**Задание 1:**
Назовите поэтов, которых, согласно фрагменту о Ходасевиче, он имел в виду, исправив «двух поэтик» на «трех».
**Задание 2:**
Изложите содержание фрагмента о Ходасевиче в двух предложениях.

**Фрагмент текста:**
В этих доброжелательных стихах была кое-где шутливо использована фразеология из статей литературных врагов Ходасевича – Георгия Иванова и Адамовича («не щедр», «сух», «чужие поэтики»). Ходасевич на стихи не обиделся, только с усмешкой исправил «двух поэтик» на «трех», имея в виду Пушкина, Баратынского и Тютчева.
Долгое время он собирал молодых поэтов и у себя, в тесной квартирке на улице Четырех труб, по воскресеньям – это тоже было что-то вроде стихового семинара. Он покровительствовал им в печати, щадил их, но до известной степени. Лгать, прощать невыразительность и бездарность он не умел. Были ядовиты подчас его короткие рецензии в «Возрождении». Их ждали, чтобы насладиться его остро отточенным сарказмом. Многие из молодых поэтов в это время побаивались его, обижались; это особенно относилось к поэтам «парижской ноты», теоретически поддержанным Адамовичем, о чем уже говорилось.
Кстати, он не щадил, если находил нужным, и «своих» молодых поэтов, не делал им снисхождения. В уже упоминавшееся статье «Новые стихи» («Возрождение», 28 марта 1935 года), снова полемизируя с Адамовичем, с его «талантливыми, но опасными статьями», и призывая молодых поэтов выходить из состояния «внутреннего распада» и «душевного разложения», он пишет о новом сборнике поэтессы круга «Перекрестка», то есть его круга, Раисе Блох, довольно сурово: «Из трех поэтов, мною выше названных, Раиса Блох, кажется, наименее трудолюбива. Ее стихи – наименее сделанные, наиболее сырые, в том смысле, что многое в них еще неясно очерчено, неточно выражено, есть еще в них слова, не до конца наполненные содержанием». В то же время он замечает, что для ее стихов характерно «чувство, в основе которого – неизбывное, неутолимое, глубоко трогающее тоскование все по том же утраченном Петербурге. Не потому ли в ее стихах, далеко не всегда совершенных, но милых, – так много веры и любви – и так мало надежды?» И тут Ходасевич приводит целиком ее стихи, ставшие весьма популярными, потому что Вертинский сделал из них песню:
Принесла случайная молва
Милые, ненужные слова:
Летний сад, Фонтанка и Нева. <…>
Несмотря на суровость критики, дружба с Раисой Блох и ее мужем, поэтом и филологом Михаилом Горлиным, сохранялась у Ходасевича до конца жизни.
Он вел с ними шутливую стихотворную переписку, сочинял для них поздравительные стихи. Им посвящена шуточная «Жалоба Амура», которая приводится в письме Ольги Борисовны Ходасевич Раисе Блох от 24 октября <1935 года> (приписка к письму сделана самим Ходасевичем):
Жалоба Амура
Амур в слезах Поэту раз предстал
И так ему сказал:
«Мой горестен удел: чуть сердца два взогрею —
Уж уступаю место Гименею».

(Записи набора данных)
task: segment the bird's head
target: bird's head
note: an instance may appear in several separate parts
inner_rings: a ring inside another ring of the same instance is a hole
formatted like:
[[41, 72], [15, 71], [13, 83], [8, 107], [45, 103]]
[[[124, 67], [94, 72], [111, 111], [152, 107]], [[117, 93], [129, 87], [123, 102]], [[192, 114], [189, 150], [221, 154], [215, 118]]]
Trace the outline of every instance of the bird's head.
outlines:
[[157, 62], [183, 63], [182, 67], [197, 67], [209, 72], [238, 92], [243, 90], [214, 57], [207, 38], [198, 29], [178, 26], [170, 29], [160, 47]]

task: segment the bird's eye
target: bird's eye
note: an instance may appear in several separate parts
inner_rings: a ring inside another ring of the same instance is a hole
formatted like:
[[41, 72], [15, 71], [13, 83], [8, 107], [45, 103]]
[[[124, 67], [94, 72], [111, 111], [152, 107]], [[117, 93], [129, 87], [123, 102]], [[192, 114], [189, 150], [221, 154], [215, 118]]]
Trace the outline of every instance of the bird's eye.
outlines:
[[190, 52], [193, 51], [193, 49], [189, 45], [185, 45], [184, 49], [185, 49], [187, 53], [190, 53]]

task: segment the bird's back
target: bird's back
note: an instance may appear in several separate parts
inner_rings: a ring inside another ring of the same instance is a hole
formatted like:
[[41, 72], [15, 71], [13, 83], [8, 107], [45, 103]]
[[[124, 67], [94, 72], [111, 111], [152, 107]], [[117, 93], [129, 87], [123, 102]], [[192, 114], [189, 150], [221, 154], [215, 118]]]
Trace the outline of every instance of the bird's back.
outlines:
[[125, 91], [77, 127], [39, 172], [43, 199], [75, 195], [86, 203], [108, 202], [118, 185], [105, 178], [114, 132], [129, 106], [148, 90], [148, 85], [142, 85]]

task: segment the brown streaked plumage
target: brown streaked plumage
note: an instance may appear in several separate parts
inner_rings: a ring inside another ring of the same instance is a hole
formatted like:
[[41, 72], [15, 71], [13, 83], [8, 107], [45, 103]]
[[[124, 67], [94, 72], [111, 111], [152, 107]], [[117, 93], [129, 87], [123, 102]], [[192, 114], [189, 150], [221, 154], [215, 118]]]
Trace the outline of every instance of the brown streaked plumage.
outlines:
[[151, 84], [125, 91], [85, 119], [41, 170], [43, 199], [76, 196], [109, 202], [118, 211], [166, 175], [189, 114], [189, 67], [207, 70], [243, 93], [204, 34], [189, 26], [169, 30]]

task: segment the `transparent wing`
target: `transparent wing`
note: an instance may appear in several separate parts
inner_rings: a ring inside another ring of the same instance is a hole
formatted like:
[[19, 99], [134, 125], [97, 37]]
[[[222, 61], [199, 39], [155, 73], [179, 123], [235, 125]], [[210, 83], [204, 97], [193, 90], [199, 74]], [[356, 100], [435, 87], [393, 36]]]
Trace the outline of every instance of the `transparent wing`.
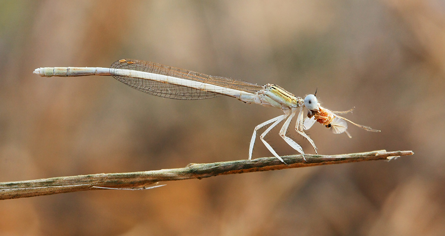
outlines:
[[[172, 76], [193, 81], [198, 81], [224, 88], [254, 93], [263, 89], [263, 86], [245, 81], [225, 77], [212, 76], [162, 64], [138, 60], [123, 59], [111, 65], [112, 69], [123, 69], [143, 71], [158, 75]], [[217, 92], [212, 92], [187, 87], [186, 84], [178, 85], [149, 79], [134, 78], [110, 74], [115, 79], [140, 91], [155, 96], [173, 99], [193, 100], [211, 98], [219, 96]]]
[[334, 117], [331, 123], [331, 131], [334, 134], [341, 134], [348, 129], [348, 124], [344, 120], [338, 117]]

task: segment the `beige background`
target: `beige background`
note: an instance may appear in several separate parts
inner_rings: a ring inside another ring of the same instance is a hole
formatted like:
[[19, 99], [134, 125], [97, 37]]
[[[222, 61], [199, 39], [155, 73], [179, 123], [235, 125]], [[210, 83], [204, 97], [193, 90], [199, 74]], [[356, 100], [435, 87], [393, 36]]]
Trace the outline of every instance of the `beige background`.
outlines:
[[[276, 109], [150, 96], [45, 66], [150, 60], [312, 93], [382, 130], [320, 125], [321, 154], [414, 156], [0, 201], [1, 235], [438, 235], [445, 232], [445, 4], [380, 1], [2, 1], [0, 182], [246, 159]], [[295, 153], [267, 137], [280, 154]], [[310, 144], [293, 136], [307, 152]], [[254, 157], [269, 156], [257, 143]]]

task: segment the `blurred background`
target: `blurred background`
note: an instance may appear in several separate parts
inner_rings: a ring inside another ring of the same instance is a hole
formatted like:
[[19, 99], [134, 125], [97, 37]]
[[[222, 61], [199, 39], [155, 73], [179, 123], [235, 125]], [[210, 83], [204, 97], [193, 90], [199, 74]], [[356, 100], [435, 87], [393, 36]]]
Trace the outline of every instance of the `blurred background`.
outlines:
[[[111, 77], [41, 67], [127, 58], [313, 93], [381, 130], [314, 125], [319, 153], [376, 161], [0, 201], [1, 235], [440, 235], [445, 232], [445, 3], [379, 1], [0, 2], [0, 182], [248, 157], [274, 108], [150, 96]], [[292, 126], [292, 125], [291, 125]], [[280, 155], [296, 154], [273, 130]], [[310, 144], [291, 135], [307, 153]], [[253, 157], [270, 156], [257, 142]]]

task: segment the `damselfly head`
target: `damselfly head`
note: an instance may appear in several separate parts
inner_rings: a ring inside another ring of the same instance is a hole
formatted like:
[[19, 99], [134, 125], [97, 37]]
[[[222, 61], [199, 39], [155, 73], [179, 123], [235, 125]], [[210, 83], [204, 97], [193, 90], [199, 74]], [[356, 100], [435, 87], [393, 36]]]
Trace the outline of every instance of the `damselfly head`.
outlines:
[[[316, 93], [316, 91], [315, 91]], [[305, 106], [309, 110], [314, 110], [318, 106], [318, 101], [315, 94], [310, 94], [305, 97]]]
--
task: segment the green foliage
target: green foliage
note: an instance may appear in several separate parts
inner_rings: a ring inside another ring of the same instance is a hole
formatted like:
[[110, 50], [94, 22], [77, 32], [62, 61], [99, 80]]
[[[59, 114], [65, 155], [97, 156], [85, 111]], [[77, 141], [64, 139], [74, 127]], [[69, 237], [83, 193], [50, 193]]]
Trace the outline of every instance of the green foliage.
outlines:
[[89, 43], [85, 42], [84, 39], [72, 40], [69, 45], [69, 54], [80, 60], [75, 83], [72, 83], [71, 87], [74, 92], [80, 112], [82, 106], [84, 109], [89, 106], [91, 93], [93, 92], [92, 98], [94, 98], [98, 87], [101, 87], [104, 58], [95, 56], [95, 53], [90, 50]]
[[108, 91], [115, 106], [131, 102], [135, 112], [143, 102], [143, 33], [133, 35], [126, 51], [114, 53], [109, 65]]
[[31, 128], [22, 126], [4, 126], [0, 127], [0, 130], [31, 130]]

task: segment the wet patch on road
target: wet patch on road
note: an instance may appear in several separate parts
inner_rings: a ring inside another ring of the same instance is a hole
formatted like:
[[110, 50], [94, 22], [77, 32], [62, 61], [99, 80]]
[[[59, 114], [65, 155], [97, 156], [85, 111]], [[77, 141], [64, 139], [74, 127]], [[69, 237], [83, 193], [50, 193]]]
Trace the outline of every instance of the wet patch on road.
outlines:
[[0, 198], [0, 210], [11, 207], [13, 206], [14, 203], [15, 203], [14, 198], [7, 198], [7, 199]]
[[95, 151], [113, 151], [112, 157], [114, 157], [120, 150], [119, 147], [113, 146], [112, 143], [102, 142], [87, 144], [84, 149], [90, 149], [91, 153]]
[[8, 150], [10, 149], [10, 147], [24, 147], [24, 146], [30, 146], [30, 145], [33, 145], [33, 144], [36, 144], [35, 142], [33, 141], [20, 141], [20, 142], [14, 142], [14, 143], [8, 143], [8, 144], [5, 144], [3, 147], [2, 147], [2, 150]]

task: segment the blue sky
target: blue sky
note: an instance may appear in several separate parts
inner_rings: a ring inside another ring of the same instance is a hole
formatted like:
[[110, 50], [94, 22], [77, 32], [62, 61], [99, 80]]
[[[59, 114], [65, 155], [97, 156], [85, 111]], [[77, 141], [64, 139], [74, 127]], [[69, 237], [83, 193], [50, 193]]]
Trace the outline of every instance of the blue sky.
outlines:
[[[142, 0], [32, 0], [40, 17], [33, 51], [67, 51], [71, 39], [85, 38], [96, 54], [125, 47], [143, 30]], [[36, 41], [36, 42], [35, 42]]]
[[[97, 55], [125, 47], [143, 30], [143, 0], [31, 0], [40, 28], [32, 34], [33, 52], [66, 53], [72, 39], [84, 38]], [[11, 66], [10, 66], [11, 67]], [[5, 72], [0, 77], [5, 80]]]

**Ваш ответ 1:**
Пушкин, Баратынский, Тютчев.

**Ваш ответ 2:**
Ходасевич собирал у себя молодых поэтов и покровительствовал им в печати, но не прощал невыразительности и бездарности, поэтому многие побаивались его язвительных рецензий в «Возрождении» и обижались на них. Даже о сборнике Раисы Блох из своего круга он отозвался сурово, однако дружба с ней и ее мужем Михаилом Горлиным сохранялась у него до конца жизни.